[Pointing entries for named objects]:
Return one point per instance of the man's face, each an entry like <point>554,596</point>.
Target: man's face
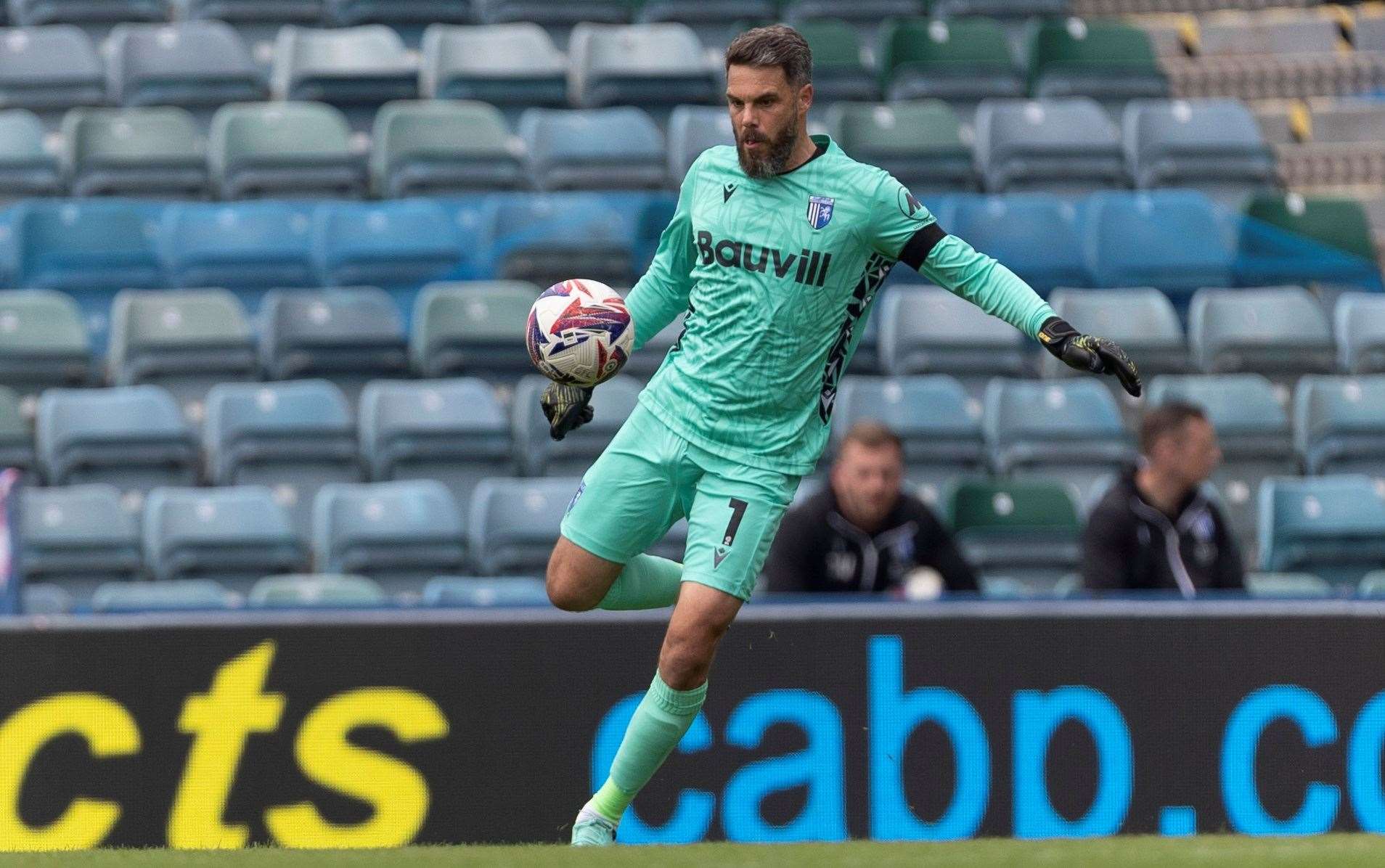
<point>767,115</point>
<point>866,480</point>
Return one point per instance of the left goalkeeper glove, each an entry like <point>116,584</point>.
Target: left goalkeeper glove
<point>1089,353</point>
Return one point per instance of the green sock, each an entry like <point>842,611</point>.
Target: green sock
<point>645,584</point>
<point>655,730</point>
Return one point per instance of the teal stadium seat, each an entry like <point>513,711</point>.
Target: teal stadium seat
<point>1333,526</point>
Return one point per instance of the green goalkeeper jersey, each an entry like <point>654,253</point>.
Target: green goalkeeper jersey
<point>777,277</point>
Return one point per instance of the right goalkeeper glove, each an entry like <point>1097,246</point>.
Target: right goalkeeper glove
<point>565,407</point>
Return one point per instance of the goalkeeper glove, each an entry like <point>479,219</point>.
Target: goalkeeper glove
<point>565,407</point>
<point>1089,353</point>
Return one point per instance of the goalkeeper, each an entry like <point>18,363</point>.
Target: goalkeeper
<point>776,251</point>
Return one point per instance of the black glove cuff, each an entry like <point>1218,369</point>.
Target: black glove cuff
<point>1054,334</point>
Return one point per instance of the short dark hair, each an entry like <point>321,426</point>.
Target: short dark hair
<point>773,46</point>
<point>1167,419</point>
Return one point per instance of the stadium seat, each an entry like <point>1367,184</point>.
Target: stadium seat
<point>1063,430</point>
<point>918,142</point>
<point>241,247</point>
<point>1333,526</point>
<point>439,147</point>
<point>42,341</point>
<point>1359,327</point>
<point>1032,234</point>
<point>1280,331</point>
<point>78,538</point>
<point>1209,144</point>
<point>1252,431</point>
<point>1107,60</point>
<point>599,149</point>
<point>1339,424</point>
<point>315,591</point>
<point>384,244</point>
<point>474,591</point>
<point>193,64</point>
<point>962,61</point>
<point>131,436</point>
<point>538,454</point>
<point>694,129</point>
<point>398,533</point>
<point>178,596</point>
<point>642,64</point>
<point>453,431</point>
<point>49,68</point>
<point>27,168</point>
<point>938,424</point>
<point>474,329</point>
<point>293,436</point>
<point>135,151</point>
<point>1023,529</point>
<point>1050,146</point>
<point>1143,322</point>
<point>183,341</point>
<point>509,64</point>
<point>514,523</point>
<point>546,239</point>
<point>230,535</point>
<point>346,335</point>
<point>363,65</point>
<point>1164,239</point>
<point>283,150</point>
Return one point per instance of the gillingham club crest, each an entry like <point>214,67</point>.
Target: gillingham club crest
<point>820,210</point>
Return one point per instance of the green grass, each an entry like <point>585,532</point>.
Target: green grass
<point>1322,852</point>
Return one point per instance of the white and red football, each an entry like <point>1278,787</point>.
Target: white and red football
<point>579,332</point>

[Exercise instructions]: Rewrite every line of the items above as a numbered list, skipping any blank lines. Leave the pictures out.

[Response to the exercise]:
1. Return one point per instance of the man's face, each an entry like <point>554,596</point>.
2. Target: man's face
3. <point>767,115</point>
4. <point>866,480</point>
5. Return one point per instance of the left goalkeeper glove, each an entry like <point>116,584</point>.
6. Target: left goalkeeper glove
7. <point>1089,353</point>
8. Return one point per instance of the green sock, each an entry like <point>842,611</point>.
9. Target: green sock
10. <point>645,584</point>
11. <point>655,730</point>
12. Return one point per instance of the teal stadium seat, each an entry like <point>513,711</point>.
13. Target: teal stadium seat
14. <point>1333,526</point>
15. Return one point per instance of the green goalkeeper jersey, each an entry like <point>654,253</point>.
16. Target: green goalkeeper jersey
17. <point>777,277</point>
18. Return one point per instance of the right goalkeeper glove, each an entry like <point>1097,246</point>.
19. Target: right goalkeeper glove
20. <point>565,407</point>
21. Return one point per instance of the goalkeeper glove, each an entry like <point>479,219</point>.
22. Target: goalkeeper glove
23. <point>565,407</point>
24. <point>1089,353</point>
25. Return one point per instance of the goalkeeper, each an entry like <point>18,363</point>.
26. Target: goalkeeper
27. <point>776,251</point>
28. Return one point per instance of the black glove cuff, each an entry like <point>1218,369</point>.
29. Target: black glove cuff
30. <point>1054,334</point>
31. Return one point per instance of the short dark hair, each an entry like <point>321,426</point>.
32. Target: short dark hair
33. <point>773,46</point>
34. <point>1167,419</point>
35. Return one point per instance of the stadium seat, each an entry like <point>1367,184</point>.
36. Target: stadium seat
37. <point>1063,430</point>
38. <point>918,142</point>
39. <point>241,247</point>
40. <point>1333,526</point>
41. <point>439,147</point>
42. <point>42,341</point>
43. <point>1359,327</point>
44. <point>1032,234</point>
45. <point>1280,331</point>
46. <point>78,538</point>
47. <point>1209,144</point>
48. <point>1252,431</point>
49. <point>1107,60</point>
50. <point>599,149</point>
51. <point>1339,424</point>
52. <point>315,591</point>
53. <point>384,244</point>
54. <point>474,591</point>
55. <point>193,64</point>
56. <point>962,61</point>
57. <point>131,436</point>
58. <point>538,454</point>
59. <point>694,129</point>
60. <point>398,533</point>
61. <point>178,596</point>
62. <point>642,64</point>
63. <point>453,431</point>
64. <point>49,68</point>
65. <point>27,168</point>
66. <point>938,424</point>
67. <point>474,329</point>
68. <point>293,436</point>
69. <point>135,151</point>
70. <point>1023,529</point>
71. <point>1050,146</point>
72. <point>1143,322</point>
73. <point>183,341</point>
74. <point>509,64</point>
75. <point>514,523</point>
76. <point>546,239</point>
77. <point>230,535</point>
78. <point>346,335</point>
79. <point>363,65</point>
80. <point>1164,239</point>
81. <point>283,150</point>
82. Return one point per instance of the gillingham club crest, each an entry like <point>214,67</point>.
83. Target: gillingham club crest
84. <point>820,210</point>
85. Return one point per instance of the green grass, each an entry like <point>585,532</point>.
86. Target: green grass
87. <point>1322,852</point>
88. Return one point per instance of the white and red football, each an entry like <point>1278,787</point>.
89. Target: white and red football
90. <point>579,332</point>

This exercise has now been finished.